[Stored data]
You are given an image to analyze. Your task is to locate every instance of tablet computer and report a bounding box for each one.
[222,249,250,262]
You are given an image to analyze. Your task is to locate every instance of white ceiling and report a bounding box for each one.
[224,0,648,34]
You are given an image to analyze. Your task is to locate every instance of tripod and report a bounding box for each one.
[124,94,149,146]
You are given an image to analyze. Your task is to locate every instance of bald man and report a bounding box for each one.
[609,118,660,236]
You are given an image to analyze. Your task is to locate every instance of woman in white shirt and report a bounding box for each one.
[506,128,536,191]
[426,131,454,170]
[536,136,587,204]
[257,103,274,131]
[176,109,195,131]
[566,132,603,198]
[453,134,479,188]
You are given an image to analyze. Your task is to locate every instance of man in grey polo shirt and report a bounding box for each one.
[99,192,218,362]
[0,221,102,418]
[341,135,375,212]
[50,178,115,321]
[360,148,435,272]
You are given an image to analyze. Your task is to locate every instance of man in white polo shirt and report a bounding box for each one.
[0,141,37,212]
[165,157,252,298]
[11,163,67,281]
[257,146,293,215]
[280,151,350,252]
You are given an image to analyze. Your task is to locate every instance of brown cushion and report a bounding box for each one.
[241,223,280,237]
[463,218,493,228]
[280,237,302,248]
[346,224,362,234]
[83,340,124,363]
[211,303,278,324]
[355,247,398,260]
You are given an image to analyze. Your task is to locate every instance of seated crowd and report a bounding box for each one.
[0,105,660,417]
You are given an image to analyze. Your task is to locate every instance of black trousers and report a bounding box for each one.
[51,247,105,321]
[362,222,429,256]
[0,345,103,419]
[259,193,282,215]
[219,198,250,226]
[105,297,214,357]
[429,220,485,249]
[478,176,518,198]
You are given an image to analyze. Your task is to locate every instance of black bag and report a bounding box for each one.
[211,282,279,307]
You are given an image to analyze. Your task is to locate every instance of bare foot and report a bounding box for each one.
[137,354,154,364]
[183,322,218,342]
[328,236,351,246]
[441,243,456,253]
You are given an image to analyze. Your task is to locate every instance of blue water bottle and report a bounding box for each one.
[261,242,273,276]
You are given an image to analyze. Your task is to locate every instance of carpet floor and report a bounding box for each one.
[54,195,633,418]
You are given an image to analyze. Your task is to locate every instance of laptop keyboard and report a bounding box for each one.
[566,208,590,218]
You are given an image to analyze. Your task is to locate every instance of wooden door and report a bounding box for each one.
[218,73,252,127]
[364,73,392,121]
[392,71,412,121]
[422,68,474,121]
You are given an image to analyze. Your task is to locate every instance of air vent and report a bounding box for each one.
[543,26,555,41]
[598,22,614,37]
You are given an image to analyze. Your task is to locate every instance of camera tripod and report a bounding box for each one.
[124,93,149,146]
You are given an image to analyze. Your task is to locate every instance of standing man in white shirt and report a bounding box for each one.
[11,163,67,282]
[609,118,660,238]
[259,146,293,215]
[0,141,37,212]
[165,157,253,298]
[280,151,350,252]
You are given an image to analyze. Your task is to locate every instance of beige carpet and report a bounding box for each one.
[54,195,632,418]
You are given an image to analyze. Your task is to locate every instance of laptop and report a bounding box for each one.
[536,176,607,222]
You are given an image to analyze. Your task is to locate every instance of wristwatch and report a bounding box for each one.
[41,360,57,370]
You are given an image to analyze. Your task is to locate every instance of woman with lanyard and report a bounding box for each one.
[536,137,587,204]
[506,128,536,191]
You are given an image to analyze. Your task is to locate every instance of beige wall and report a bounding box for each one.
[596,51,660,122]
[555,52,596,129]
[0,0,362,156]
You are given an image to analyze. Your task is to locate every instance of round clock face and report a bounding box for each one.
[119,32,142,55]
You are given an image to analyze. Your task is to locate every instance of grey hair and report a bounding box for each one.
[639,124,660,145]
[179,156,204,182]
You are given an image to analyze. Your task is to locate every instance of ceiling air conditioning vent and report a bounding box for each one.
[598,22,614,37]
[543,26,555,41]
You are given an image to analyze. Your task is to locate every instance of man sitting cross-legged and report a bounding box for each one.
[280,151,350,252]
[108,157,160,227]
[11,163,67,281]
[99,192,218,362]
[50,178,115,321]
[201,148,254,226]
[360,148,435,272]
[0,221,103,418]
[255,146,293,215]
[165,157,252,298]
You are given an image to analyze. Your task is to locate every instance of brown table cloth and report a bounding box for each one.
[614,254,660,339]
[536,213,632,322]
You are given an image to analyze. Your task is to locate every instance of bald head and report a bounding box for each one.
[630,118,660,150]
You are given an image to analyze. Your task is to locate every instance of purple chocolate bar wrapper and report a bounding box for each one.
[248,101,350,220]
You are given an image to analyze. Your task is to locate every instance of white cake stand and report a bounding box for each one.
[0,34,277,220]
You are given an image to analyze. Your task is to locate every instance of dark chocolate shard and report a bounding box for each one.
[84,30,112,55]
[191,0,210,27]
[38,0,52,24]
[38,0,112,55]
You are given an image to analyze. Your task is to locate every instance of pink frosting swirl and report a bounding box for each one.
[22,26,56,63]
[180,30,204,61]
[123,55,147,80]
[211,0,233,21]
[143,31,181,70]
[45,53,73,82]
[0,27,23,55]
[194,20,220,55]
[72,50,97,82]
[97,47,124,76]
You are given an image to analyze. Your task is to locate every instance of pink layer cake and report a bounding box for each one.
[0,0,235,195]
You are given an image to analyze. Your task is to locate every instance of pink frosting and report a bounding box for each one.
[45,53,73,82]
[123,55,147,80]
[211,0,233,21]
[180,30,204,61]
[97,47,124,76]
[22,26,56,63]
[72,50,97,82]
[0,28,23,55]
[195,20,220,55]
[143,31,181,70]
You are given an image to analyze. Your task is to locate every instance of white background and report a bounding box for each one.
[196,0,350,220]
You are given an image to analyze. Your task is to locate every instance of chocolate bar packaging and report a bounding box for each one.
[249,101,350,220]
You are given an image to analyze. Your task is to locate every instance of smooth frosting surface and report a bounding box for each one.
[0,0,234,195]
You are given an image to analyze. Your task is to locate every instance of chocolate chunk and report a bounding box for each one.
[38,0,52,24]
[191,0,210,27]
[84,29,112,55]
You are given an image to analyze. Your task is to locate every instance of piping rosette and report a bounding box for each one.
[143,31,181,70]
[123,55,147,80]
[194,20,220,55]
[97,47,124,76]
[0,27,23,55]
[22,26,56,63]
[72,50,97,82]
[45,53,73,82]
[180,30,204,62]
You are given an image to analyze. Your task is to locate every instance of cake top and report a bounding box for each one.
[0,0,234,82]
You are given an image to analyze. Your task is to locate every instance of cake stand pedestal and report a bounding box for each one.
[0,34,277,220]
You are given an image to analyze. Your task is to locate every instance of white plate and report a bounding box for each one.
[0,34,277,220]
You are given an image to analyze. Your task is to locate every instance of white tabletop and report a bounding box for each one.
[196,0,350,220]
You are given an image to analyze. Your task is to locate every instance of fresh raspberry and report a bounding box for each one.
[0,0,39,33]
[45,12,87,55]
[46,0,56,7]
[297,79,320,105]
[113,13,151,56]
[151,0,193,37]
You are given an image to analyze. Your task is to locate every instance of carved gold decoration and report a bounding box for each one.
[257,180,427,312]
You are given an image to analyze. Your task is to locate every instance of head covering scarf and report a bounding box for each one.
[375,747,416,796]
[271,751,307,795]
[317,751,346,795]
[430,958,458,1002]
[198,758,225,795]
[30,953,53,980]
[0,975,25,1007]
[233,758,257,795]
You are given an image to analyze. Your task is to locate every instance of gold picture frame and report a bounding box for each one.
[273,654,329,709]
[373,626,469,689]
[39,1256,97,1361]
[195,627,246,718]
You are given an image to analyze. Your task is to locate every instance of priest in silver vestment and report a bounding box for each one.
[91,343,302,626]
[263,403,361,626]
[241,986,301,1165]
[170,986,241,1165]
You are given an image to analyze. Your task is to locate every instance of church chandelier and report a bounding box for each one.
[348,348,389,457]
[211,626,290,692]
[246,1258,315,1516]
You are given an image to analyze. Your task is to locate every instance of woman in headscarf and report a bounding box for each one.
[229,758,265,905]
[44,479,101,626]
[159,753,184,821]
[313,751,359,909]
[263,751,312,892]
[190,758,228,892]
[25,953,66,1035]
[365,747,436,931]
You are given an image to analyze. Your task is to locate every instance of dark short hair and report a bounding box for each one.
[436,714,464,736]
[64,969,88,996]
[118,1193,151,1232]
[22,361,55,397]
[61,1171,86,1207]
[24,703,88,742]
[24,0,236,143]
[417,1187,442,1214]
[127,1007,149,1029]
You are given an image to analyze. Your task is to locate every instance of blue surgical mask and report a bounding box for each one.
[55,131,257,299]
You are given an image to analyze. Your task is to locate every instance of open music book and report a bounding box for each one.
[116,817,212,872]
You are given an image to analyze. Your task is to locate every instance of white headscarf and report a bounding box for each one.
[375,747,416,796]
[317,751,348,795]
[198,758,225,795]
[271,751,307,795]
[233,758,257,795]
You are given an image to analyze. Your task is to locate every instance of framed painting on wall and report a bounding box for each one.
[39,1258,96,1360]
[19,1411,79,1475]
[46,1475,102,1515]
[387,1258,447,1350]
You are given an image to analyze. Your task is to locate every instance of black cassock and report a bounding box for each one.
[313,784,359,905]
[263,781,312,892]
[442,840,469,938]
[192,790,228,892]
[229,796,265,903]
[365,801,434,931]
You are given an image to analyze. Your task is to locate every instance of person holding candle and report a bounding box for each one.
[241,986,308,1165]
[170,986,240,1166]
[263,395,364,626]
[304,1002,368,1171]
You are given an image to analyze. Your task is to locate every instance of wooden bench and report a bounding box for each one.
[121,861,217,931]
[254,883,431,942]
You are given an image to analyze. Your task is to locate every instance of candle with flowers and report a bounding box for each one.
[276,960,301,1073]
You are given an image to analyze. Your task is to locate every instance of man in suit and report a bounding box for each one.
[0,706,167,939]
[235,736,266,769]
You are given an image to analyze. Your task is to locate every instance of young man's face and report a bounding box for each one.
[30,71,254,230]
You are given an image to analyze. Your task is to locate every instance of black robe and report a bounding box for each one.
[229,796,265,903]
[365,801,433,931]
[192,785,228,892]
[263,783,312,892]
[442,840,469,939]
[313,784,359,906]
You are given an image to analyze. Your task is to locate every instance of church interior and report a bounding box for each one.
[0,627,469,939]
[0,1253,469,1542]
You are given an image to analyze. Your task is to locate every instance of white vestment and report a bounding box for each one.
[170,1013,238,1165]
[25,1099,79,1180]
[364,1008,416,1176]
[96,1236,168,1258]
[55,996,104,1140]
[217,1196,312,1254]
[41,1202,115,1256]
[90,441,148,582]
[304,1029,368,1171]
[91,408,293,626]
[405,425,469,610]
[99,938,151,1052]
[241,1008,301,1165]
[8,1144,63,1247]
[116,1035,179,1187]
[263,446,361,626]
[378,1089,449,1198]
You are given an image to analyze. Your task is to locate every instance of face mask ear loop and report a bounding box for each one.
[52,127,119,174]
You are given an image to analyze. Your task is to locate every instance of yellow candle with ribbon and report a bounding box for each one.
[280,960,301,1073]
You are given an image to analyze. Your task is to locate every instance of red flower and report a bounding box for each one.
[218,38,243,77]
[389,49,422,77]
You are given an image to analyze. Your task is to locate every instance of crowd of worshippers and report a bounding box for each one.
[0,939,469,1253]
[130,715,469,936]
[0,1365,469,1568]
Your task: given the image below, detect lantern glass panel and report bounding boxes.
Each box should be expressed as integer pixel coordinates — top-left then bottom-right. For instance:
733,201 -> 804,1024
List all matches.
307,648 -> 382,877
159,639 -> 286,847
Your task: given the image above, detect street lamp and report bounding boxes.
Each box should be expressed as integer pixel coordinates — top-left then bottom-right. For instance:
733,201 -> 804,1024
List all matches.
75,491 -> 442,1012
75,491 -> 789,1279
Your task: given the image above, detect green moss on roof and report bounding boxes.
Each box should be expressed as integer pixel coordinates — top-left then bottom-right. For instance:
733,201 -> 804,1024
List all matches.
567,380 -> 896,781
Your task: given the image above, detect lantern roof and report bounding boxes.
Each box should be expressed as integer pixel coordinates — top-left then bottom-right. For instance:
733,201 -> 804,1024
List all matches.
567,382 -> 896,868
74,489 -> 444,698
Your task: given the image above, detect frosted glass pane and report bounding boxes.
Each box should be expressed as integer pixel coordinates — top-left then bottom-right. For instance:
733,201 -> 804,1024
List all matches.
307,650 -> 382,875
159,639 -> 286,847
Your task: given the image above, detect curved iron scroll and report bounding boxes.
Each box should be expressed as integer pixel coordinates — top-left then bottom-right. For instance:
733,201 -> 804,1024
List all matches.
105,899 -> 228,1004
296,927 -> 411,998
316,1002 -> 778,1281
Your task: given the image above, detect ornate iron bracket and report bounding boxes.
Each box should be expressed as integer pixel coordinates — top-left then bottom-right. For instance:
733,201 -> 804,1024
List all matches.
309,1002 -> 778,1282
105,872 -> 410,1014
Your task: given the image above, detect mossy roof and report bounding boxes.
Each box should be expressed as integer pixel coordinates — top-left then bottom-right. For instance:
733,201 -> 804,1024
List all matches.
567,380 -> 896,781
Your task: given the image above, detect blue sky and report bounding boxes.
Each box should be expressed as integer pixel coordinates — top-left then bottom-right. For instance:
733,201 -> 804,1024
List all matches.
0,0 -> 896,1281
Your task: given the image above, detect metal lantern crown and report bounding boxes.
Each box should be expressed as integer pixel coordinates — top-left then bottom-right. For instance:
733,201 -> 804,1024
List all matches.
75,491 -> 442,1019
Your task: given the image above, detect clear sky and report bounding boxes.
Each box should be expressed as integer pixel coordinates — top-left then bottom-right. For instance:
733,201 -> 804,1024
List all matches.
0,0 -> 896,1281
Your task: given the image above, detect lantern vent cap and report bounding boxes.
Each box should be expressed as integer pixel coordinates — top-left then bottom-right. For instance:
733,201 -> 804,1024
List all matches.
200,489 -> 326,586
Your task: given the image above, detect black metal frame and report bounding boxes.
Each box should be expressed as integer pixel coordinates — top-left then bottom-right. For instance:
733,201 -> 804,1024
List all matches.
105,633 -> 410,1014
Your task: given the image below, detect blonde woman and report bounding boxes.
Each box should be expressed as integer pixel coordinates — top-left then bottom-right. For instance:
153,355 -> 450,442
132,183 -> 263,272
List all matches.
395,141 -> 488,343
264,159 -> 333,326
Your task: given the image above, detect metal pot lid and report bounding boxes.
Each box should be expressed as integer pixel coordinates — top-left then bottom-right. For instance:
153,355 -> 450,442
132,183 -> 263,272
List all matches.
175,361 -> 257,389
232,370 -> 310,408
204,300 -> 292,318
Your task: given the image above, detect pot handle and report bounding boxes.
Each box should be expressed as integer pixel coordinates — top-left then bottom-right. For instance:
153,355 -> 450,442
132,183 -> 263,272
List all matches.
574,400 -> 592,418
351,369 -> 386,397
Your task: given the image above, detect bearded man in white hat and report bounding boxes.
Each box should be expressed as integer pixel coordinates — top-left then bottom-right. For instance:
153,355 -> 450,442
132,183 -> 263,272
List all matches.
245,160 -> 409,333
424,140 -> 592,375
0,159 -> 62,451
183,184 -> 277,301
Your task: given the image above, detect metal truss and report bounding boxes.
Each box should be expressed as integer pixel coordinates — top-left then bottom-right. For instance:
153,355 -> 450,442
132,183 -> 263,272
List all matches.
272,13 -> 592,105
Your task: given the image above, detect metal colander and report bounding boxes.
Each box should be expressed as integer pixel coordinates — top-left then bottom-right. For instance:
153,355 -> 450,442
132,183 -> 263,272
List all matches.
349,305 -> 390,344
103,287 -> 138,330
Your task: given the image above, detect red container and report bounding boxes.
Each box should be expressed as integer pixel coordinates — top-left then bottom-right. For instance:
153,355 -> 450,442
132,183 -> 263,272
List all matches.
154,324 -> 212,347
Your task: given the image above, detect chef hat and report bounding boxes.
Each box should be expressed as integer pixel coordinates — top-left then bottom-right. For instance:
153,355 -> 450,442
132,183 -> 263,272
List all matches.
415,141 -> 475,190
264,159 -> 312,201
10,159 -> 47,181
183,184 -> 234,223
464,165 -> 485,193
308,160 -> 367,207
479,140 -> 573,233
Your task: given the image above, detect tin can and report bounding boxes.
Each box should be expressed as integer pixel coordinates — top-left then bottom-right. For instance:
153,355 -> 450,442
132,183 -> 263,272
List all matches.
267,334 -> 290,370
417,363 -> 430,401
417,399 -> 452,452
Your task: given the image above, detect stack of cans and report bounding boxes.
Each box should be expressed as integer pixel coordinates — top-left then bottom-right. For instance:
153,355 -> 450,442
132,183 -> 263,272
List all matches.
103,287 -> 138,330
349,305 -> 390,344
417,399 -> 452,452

_REQUIRED TASK_
Print verbatim the lines of the records above, from the line containing "Your task: given the image above, detect metal lantern" through the line containing "75,491 -> 442,1019", with both of those lines included.

_TASK RESPONSE_
Your task: given the image above, detect metal lantern crown and report bounding boxes.
Each box should be expressed as integer pixel coordinates — top-left then bottom-right. For instance:
733,201 -> 804,1024
List all matches.
75,491 -> 442,1019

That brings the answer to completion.